EXERCISE DESCRIPTION:
Pick out each line of the material below that contains the word "bird" and copy those lines in full.

── RECORDS FOR THIS TASK

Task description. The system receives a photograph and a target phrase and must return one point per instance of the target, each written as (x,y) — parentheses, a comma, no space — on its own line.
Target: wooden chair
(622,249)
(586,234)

────
── RECORDS FOR THIS TASK

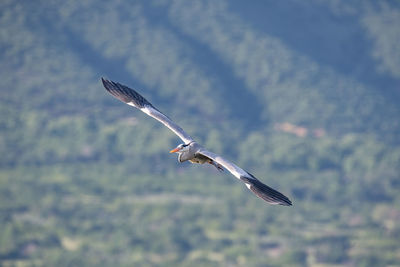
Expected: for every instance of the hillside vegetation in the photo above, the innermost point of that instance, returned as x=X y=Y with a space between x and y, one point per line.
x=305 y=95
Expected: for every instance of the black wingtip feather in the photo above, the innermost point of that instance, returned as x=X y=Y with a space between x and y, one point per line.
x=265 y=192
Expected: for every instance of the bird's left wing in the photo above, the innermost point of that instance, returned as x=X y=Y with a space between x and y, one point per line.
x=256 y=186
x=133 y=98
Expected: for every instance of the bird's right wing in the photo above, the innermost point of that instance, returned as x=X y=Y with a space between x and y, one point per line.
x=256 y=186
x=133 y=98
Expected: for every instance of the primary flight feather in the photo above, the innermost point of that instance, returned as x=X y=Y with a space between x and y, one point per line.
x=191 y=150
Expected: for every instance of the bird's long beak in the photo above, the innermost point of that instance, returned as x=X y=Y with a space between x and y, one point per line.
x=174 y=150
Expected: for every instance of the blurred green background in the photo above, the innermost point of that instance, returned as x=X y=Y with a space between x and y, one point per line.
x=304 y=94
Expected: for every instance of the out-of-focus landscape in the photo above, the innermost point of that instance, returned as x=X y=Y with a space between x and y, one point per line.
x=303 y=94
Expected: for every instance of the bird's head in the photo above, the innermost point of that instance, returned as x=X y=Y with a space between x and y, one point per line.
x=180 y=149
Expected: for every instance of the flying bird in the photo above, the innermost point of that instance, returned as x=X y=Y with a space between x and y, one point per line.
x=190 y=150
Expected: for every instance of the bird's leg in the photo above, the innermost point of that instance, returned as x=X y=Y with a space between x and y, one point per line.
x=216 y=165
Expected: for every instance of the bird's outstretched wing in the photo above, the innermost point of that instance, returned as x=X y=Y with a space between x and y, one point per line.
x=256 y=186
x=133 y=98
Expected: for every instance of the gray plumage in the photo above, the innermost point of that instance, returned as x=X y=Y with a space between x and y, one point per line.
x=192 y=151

────
── RECORDS FOR THIS TASK

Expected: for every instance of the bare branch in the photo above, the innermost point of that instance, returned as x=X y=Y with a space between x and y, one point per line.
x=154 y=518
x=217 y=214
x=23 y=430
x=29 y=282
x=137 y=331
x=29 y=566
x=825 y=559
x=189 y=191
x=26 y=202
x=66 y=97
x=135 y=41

────

EXPECTED ANSWER:
Expected: for every instance of the bird's left wing in the photo above, the innermost point of that instance, returned as x=X y=Y with a space between x and y, one point per line.
Expected: for every instance of the bird's right wing in the photo above, the innermost point of that instance, returned as x=X y=Y with a space between x and y, one point per line.
Expected: for every instance of the bird's long beak in the photo above, the innermost point of that instance, returned as x=X y=Y with a space between x and y, one point per line.
Expected: for every instance of the bird's head in the photo above, the innermost point of that instance, returned as x=X y=Y with a space between x and y, one point per line.
Expected: for every instance of the flying bird in the photo above, the innermost point of that instance, returned as x=X y=Y with a space between x and y, one point per line.
Expected: for every instance of the bird's leg in the photo above, the innermost point of that instance, returned as x=X y=Y with a space between x and y, one point per line.
Expected: for every instance of the bird's outstretched wing in the photo above, the innermost point of that instance, returned as x=X y=Y with a space between x and y, one point per line.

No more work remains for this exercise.